[begin Text excerpt]
DonnchaC/gist:03ad5cd0b8ead0ae9e30

## gistfile1.md

      
    Raw
  

              gistfile1.md
            
          
    What project would you like to work on? Use our ideas lists as a starting point or make up your own idea. Your proposal should include high-level descriptions of what you're going to do, with more details about the parts you expect to be tricky. Your proposal should also try to break down the project into tasks of a fairly fine granularity, and convince us you have a plan for finishing it. A timeline for what you will be doing throughout the summer is highly recommended.

I'm particularly interested in Tor onion services. I hope that they can facilitate widely deployed self-authenticating encrypted communication channels at scale.
Anecdotal reports suggest that the current onion services infrastructure does not scale well [1, #8902]. In particular onion service introduction points are susceptible to hammering by clients and malicious attackers. Denial of service attacks where a single Tor process is overloaded by an attackers have also been experienced recently [#15463].
In contrast to modern distributed web service architecture, there is little scope at present for onion services to load balance across multiple physical servers (similar to DNS round-robin). Application level solutions such as routing web requests using tools such as HAProxy are less than ideal.
In my project I would like to develop a robust tool for increasing for load balancing Tor onion service requests across multiple back-end Tor instances, thereby increasing availability and reliability.
This project's current design involves collating the set of introduction points created by one or more independent Tor onion service instances into a single 'master' descriptor. It is hoped that much of the development in this project can happen independently of little-t-tor allowing for more rapid testing and optimization of potential load balancing strategies.
Use Cases


A popular onion service with an overloaded web server or Tor process:
A service such as Facebook which gets a large number of users would like to distribute client requests across multiple servers as the load is too much for a single Tor instance to handle. They would also like to balance between instances when the 'encrypted services' proposal is implemented [2555].


Redundancy and automatic failover:
A political activist would like to keep their web service accessible and secure in the event that the secret police seize some of their servers. Clients should ideally automatically fail-over to another online instances with minimal service disruption.


'Shared Hosting' scenarios:
A hosting provider wishes to allow their customers to access their shared hosting control panel over an encrypted onion service. Rather than creating an individual onion service (with corresponding overhead) for thousands of customers, the host could instead run one onion service. Multiple service descriptors could then be published under unique customer onion addresses which would then be routed to that users control panel. This could also enable a low-resourced OnionFlare implementation [2].


Secure Onion Service Key storage:
An onion service operator would like to compartmentalize their permanent onion key in a secure location separate to their Tor process and other services. With this proposal permanent keys could be stored on an independent, isolated system.


Proposal

The current proposed solution involves an operator running a standard onion service for each of their instances. Each onion service instances would be running with a unique onion service key. These services should use "stealth" authorization to obscure the list of introduction points in their service descriptor.
[end Text excerpt]
[begin Raw data]
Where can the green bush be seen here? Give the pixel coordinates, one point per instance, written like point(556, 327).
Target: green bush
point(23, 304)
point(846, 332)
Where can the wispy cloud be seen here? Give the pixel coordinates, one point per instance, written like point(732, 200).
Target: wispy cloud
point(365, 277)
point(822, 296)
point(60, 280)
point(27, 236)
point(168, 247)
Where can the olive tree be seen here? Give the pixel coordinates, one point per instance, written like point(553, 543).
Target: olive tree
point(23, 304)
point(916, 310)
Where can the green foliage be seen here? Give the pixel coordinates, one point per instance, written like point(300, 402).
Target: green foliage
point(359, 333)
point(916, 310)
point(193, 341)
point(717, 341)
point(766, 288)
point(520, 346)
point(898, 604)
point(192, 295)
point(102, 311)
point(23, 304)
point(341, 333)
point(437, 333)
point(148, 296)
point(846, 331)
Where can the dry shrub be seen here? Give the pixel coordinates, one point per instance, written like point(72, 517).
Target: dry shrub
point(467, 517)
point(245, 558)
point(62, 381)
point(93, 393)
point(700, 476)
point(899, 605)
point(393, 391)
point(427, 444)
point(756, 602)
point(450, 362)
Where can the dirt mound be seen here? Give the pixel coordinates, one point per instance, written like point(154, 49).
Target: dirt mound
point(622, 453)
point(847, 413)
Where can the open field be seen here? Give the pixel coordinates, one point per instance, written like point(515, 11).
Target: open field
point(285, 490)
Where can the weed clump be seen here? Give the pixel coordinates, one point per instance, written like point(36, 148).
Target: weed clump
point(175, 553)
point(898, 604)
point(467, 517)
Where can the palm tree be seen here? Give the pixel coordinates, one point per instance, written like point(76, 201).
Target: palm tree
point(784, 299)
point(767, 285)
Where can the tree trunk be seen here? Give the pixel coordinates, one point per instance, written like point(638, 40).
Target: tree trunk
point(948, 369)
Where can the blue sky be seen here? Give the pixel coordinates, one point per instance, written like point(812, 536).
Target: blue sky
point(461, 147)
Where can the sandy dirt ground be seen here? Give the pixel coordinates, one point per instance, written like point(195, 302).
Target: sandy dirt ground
[end Raw data]
# [Given task]
Rewrite the portion of the onion service load balancing proposal starting at "What project would" and ending at "is highly recommended.", with "timeline" changed to "schedule".

# [Result for this task]
What project would you like to work on? Use our ideas lists as a starting point or make up your own idea. Your proposal should include high-level descriptions of what you're going to do, with more details about the parts you expect to be tricky. Your proposal should also try to break down the project into tasks of a fairly fine granularity, and convince us you have a plan for finishing it. A schedule for what you will be doing throughout the summer is highly recommended.